▸ Provided passage:
####
The organization said that when dam managers keep flows sufficiently high in the Snake and Columbia rivers it helps to flush juvenile salmon listed under the ESA downstream to the ocean and cooler water temperatures during the summer prevent salmon from becoming stressed.
For the Snake River, the spring flow target at Lower Granite Dam on the Snake River for the period April 3 through June 20 is 96,250 cubic feet per second. American Rivers said the U.S. Army Corps of Engineers failed to meet that target 61 days, or 77.2 percent of the time during the spring, but it failed nearly all the time during the summer, June 21 through August 31, on 70 days or 97.2 percent of the days.
The BiOp flow target at McNary Dam on the Columbia River is 260 kcfs for the period April 20 through June 30 and 200 kcfs from July 2 through August 31. It failed to meet those targets in the Spring 69.4 percent of the days, or 50 days, and in the summer 96.8 percent of the days, or 60 days, says American Rivers.
NMFS set flow targets in its BiOp, but recognized that the actual amount of water in the river would be influenced on a year-to-year basis by winter snowpack, spring and summer weather conditions and competing water uses. Those year-to-year conditions could make it difficult in some years to meet the targets. 2000 was one of those years, especially during summer months.
The BiOp also established the Technical Management Team, which is made up of both fish managers from the states and the federal government, and of river operating agencies, including the Corps, the Bonneville Power Administration and the Bureau of Reclamation. TMT oversees the week to week flows in the Columbia River Basin and sets weekly flow targets for river operators to follow over the next week. TMT flow targets are based on a weekly average flow, not on the daily flow on which American Rivers is grading the river operators.
Rob Masonis of American Rivers said the practice of using weekly average flows is not biologically justified. "This is a convenient excuse to avoid delivering the water the salmon need," he said.
####
▸ Data for review:
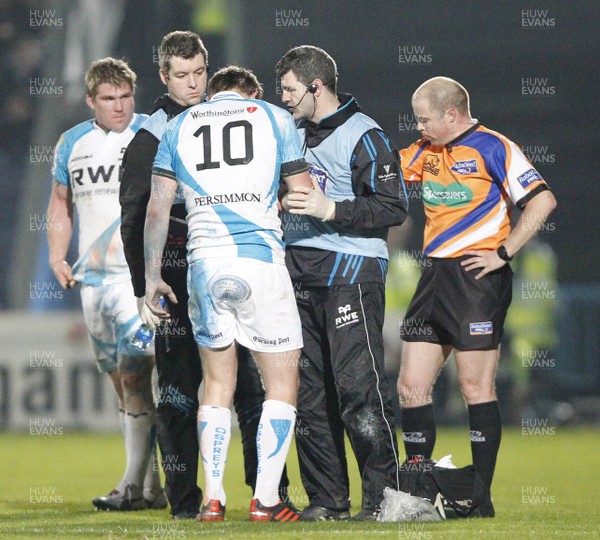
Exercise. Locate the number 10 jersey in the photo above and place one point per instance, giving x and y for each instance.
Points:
(227, 156)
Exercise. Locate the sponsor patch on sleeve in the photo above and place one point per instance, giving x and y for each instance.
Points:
(481, 328)
(465, 167)
(528, 177)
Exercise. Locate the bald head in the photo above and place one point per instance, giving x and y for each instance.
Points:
(444, 93)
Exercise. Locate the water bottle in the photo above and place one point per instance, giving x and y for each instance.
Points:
(145, 333)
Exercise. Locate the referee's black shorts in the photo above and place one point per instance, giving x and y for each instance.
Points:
(451, 307)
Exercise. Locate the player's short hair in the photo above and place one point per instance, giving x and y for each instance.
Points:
(108, 70)
(309, 63)
(444, 93)
(234, 77)
(182, 44)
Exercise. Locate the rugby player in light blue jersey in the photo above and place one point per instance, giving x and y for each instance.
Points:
(85, 174)
(227, 156)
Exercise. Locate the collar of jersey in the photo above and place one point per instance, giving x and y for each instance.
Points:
(226, 94)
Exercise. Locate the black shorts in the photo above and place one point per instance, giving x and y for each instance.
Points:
(451, 307)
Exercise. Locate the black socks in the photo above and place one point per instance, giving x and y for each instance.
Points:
(486, 432)
(418, 431)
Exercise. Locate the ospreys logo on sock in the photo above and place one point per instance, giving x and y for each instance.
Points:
(346, 316)
(476, 436)
(413, 436)
(281, 427)
(201, 426)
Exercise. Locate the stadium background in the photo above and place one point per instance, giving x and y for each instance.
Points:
(531, 73)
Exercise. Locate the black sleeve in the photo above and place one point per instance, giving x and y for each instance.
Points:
(377, 184)
(134, 196)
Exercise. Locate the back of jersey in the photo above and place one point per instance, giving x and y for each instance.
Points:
(226, 155)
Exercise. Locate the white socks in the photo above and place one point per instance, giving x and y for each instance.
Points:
(273, 439)
(214, 434)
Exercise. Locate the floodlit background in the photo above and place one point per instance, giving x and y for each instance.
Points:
(530, 67)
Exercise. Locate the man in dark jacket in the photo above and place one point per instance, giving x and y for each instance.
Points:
(337, 257)
(183, 62)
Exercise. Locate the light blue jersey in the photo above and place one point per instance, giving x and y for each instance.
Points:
(226, 155)
(87, 160)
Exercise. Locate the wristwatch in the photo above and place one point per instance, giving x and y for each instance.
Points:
(501, 251)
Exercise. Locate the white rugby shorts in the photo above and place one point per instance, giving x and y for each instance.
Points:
(111, 316)
(244, 300)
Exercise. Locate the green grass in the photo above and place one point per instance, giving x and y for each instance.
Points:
(545, 487)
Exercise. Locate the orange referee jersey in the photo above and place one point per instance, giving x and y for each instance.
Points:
(467, 188)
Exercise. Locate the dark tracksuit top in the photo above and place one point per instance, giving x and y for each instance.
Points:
(338, 269)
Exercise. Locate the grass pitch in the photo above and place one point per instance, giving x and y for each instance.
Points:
(545, 486)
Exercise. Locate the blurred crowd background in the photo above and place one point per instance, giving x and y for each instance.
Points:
(532, 74)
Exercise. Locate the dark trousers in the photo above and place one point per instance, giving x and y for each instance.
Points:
(343, 387)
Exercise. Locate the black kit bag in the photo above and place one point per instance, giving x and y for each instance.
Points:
(455, 493)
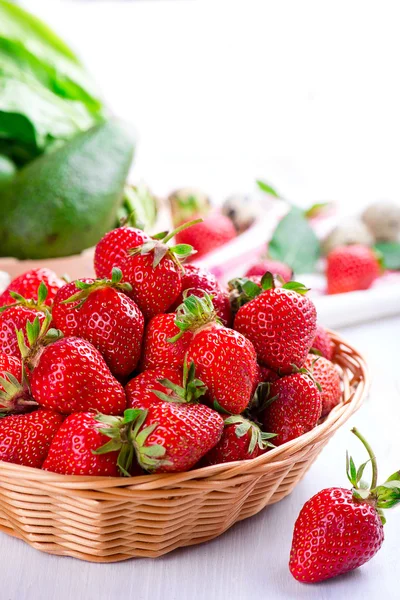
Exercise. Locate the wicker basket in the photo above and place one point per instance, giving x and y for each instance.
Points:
(104, 519)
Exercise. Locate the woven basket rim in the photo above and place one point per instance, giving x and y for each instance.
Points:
(277, 457)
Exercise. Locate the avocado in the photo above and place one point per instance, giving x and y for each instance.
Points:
(7, 169)
(64, 201)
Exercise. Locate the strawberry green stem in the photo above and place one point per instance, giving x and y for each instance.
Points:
(371, 456)
(180, 228)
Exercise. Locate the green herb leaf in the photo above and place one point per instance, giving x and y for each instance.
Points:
(266, 187)
(390, 253)
(295, 243)
(316, 209)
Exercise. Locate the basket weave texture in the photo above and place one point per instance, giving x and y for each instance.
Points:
(102, 519)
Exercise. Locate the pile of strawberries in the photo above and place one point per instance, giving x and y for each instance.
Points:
(153, 367)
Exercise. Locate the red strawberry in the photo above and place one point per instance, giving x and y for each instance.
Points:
(13, 319)
(280, 323)
(27, 285)
(140, 390)
(157, 350)
(225, 360)
(351, 268)
(25, 439)
(71, 451)
(70, 375)
(64, 315)
(112, 249)
(241, 440)
(155, 273)
(167, 437)
(323, 343)
(104, 316)
(10, 364)
(197, 281)
(326, 375)
(339, 530)
(214, 231)
(294, 408)
(14, 397)
(164, 385)
(273, 266)
(266, 375)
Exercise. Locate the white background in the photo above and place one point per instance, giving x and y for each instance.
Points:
(303, 93)
(306, 95)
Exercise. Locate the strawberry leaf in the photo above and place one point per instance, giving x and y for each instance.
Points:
(316, 209)
(42, 293)
(267, 281)
(295, 243)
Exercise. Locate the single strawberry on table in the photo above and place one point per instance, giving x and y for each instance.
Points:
(294, 407)
(68, 374)
(338, 529)
(241, 439)
(25, 439)
(27, 285)
(100, 312)
(225, 360)
(279, 321)
(351, 268)
(327, 376)
(198, 280)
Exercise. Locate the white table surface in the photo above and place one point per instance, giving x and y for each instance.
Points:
(221, 95)
(250, 560)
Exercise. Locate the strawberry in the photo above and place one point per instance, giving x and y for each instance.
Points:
(155, 273)
(13, 319)
(326, 375)
(140, 391)
(198, 281)
(112, 249)
(104, 316)
(225, 360)
(338, 529)
(214, 231)
(69, 374)
(294, 407)
(351, 268)
(25, 439)
(157, 350)
(64, 316)
(275, 267)
(11, 365)
(280, 322)
(323, 344)
(241, 440)
(14, 397)
(266, 375)
(28, 283)
(72, 449)
(167, 437)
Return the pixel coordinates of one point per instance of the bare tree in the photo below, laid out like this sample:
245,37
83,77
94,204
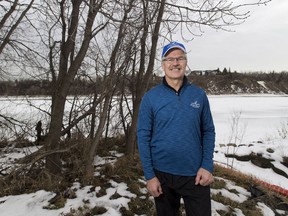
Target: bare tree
186,17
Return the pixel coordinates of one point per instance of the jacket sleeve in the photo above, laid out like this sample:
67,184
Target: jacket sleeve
144,136
208,136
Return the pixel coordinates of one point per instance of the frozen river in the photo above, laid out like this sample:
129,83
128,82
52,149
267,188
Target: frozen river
256,117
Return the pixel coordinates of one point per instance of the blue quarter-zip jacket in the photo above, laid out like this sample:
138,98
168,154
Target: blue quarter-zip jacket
175,132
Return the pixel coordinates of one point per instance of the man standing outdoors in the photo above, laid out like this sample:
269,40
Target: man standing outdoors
176,138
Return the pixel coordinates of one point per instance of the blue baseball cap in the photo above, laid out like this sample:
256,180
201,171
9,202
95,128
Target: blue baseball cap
172,45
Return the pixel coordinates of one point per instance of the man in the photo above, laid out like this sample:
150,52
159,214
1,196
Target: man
176,138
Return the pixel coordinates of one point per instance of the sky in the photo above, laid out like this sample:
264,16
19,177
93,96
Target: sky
260,115
258,44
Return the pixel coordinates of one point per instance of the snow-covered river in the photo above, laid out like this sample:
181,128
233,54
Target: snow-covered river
256,117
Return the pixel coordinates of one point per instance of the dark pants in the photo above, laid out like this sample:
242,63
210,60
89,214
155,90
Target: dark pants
196,198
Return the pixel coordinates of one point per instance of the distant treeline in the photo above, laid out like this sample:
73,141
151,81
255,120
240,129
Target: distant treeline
221,82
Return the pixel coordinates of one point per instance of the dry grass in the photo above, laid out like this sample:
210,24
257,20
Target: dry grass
127,169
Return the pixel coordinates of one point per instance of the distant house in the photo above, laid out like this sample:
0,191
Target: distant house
203,72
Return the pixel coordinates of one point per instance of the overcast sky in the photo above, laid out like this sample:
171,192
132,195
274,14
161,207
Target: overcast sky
259,44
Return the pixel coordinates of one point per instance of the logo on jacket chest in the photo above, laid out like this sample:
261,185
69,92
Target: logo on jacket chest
195,104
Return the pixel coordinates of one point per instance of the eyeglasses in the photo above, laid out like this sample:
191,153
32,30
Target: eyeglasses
171,59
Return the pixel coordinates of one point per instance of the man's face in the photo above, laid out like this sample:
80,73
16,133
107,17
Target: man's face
174,64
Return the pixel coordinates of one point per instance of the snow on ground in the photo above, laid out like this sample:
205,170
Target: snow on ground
258,120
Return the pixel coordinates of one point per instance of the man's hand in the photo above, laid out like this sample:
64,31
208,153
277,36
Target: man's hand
154,187
204,177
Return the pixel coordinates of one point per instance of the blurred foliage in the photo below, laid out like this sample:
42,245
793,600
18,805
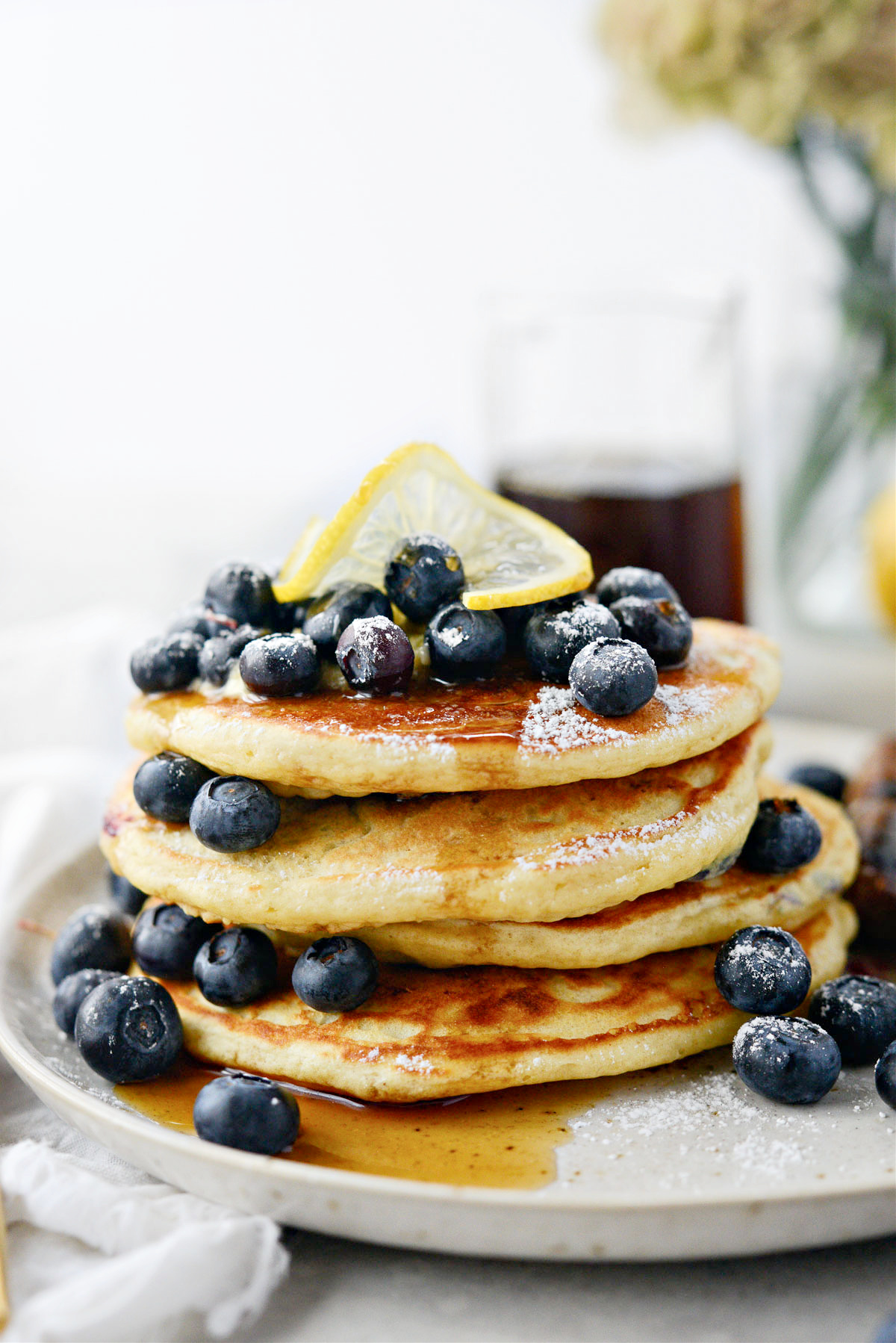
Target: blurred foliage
765,65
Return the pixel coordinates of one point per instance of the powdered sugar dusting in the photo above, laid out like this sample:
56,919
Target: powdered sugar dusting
555,723
696,1131
685,701
414,1063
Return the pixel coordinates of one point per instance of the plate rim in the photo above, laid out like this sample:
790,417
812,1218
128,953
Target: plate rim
28,1065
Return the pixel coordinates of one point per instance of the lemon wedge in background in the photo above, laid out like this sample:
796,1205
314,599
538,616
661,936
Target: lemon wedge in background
880,531
511,556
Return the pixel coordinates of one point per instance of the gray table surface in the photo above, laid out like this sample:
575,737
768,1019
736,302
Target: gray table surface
343,1291
349,1292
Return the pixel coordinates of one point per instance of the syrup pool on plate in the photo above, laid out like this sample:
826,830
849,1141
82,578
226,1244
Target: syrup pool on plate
499,1139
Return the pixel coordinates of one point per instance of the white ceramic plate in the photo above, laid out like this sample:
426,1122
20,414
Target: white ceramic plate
679,1162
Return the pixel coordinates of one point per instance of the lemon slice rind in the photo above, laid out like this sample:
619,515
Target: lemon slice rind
511,555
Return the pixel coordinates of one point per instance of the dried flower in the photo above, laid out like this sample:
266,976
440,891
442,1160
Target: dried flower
766,65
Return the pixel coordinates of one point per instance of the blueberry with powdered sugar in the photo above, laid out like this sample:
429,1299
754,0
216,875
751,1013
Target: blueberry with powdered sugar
630,580
280,665
70,994
553,638
166,940
237,966
829,782
375,656
786,1058
659,624
128,1029
860,1013
93,937
329,615
514,618
220,653
782,837
233,814
167,664
336,974
247,1112
613,677
242,592
167,784
465,645
423,574
886,1076
763,971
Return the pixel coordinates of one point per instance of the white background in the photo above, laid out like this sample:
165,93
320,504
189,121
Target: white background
245,247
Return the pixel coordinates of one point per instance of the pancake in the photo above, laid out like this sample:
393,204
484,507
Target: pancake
435,1033
521,856
688,915
511,732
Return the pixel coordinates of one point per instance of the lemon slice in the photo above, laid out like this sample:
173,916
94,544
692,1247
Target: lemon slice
511,556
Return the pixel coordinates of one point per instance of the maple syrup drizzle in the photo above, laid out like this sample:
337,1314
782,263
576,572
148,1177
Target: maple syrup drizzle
499,1139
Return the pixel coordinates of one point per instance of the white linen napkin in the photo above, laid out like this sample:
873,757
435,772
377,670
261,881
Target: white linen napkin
97,1250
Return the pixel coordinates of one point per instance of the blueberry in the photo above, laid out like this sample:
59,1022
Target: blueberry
659,624
860,1013
763,971
280,665
167,664
237,967
125,895
514,618
93,939
783,837
886,1076
128,1029
375,656
72,993
613,677
220,653
422,575
247,1112
786,1058
630,580
166,940
465,645
200,619
821,778
716,869
231,814
287,617
553,639
166,786
329,615
336,974
242,592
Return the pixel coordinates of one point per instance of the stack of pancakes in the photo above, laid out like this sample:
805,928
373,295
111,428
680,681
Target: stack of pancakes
544,888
####
▸ Task goal: Continue the article about river flow targets for salmon on the Snake and Columbia rivers, picking up after its final sentence.

▸ Reply to the exercise:
Even fish managers complained at TMT meetings this year that flow targets were not being met often enough due to spring flood control operations by the Corps. The Corps was not available to comment on the report this week.
According to American Rivers, the new draft BiOp released for review by NMFS in July maintains the "unacceptable status quo, requiring only flow targets, which can be ignored by the federal managers."
For water temperature, the report gave river operators an F for during the summer months, but an A for spring months. Standards set by Oregon and Washington under the federal Clean Water Act call for water temperatures in both the Columbia and Snake rivers to be no warmer than 68 degrees Fahrenheit. Temperatures never exceeded the standard in the Spring in either river, but they did on 40 days during the summer in the Snake River, or 55.6 percent of days. In the Columbia, temperatures exceeded the limit on 42 days, or 67.7 percent of the time.
"The continued poor performance of federal dam managers shows that they are struggling with their current assignments and are being granted too much discretion," said Rob Masonis of American Rivers. "The final Biological Opinion must require that flow targets be met both to aid migration and cool water during the summer. It's time to stop the charade of responsible river management and get the job done."
The information that makes up the report was gathered and is displayed on the Data Access in Real Time (DART) web page at www.cbr.washington.edu/dart/river_rpt.html.